> Exercise instructions: Extract all lines from the data beneath that include the word "pixel".

> Data:
--- START ---
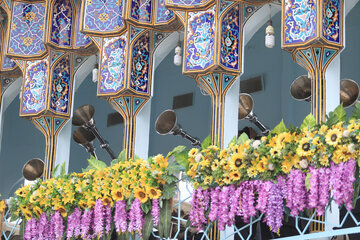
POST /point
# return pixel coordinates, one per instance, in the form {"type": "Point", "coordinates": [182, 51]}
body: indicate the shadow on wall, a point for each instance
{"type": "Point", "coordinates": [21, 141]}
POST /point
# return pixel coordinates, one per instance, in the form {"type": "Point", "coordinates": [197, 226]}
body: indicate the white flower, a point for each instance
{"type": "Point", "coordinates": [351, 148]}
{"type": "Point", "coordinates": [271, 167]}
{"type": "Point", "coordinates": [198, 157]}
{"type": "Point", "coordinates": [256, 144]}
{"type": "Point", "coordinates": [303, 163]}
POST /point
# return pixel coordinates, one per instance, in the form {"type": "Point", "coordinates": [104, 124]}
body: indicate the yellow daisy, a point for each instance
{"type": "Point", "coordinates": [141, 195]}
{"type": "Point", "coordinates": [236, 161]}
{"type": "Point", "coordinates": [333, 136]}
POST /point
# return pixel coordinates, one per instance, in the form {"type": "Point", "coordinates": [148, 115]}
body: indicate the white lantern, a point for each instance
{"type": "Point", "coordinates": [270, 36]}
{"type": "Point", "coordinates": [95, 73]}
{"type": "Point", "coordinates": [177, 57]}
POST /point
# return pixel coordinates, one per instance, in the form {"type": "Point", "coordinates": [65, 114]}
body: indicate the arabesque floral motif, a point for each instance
--- END ---
--- START ---
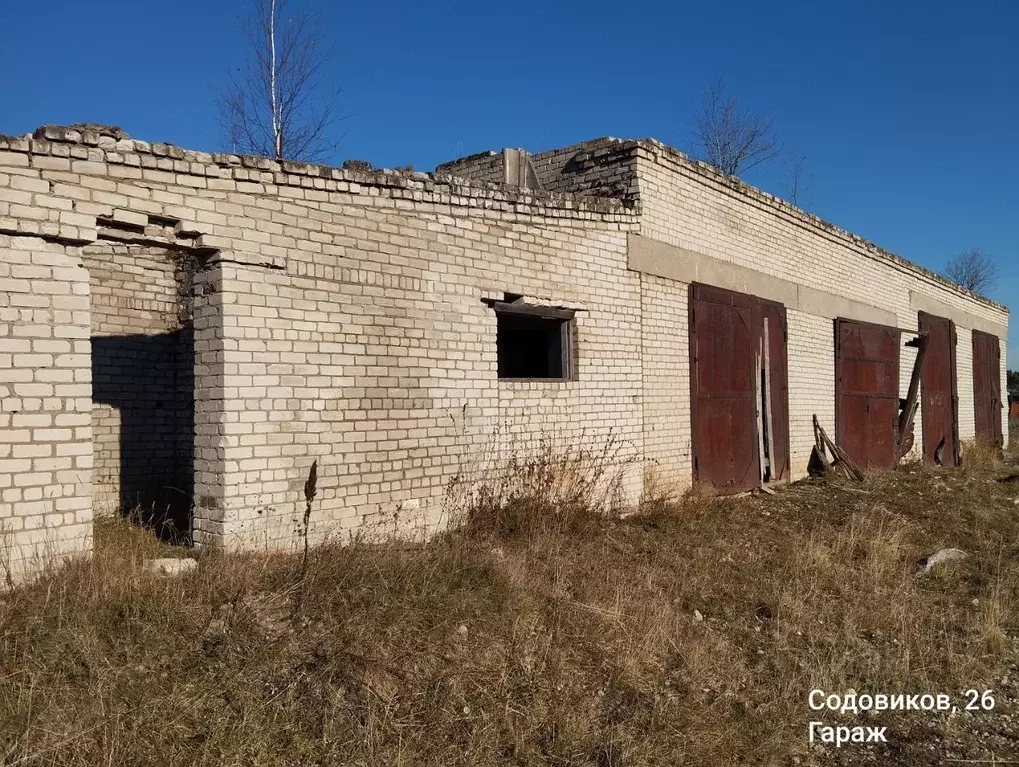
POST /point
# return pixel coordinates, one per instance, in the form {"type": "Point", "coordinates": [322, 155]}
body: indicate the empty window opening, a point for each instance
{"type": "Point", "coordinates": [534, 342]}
--- END ---
--- START ---
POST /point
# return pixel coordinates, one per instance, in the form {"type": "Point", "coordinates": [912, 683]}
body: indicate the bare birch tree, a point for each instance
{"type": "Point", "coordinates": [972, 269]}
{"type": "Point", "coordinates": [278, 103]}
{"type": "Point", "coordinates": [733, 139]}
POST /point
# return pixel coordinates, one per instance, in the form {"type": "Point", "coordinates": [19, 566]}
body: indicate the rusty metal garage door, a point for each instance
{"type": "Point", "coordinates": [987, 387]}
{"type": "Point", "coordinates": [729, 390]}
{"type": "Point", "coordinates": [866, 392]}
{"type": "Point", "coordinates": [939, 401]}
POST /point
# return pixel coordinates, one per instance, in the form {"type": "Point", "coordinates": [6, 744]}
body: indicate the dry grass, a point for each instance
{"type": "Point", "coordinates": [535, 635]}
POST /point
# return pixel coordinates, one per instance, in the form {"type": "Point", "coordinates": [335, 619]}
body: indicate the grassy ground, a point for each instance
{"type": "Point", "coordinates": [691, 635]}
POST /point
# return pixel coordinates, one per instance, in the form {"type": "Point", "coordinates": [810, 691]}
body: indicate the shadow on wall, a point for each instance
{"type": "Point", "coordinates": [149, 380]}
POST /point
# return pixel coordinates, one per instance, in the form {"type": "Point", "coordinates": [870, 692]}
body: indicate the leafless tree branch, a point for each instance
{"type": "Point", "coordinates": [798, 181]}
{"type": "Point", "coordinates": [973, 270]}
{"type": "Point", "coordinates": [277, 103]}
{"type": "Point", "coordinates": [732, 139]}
--- END ---
> Solution to the exercise:
# return pixel coordinates, one per instance, in the form {"type": "Point", "coordinates": [182, 51]}
# return pixel coordinates, one per instance, in the form {"type": "Point", "coordinates": [197, 226]}
# return pixel coordinates, one per instance, in the form {"type": "Point", "coordinates": [104, 124]}
# return pixel coordinates, one per instance, in the form {"type": "Point", "coordinates": [148, 115]}
# return pixel coordinates, one per instance, in the form {"type": "Point", "coordinates": [65, 114]}
# return pixel coordinates, one per instance, in the form {"type": "Point", "coordinates": [322, 155]}
# return pixel coordinates, one per instance, in the form {"type": "Point", "coordinates": [912, 683]}
# return pixel coordinates, one per instance, in the form {"type": "Point", "coordinates": [19, 566]}
# return pixel coordinates, one per instance, in the form {"type": "Point", "coordinates": [6, 744]}
# return pixel coordinates, one per instance, in the form {"type": "Point", "coordinates": [335, 619]}
# return pixel coordinates, one per instance, in the form {"type": "Point", "coordinates": [810, 691]}
# return pixel coordinates, one per instance, in the form {"type": "Point", "coordinates": [870, 692]}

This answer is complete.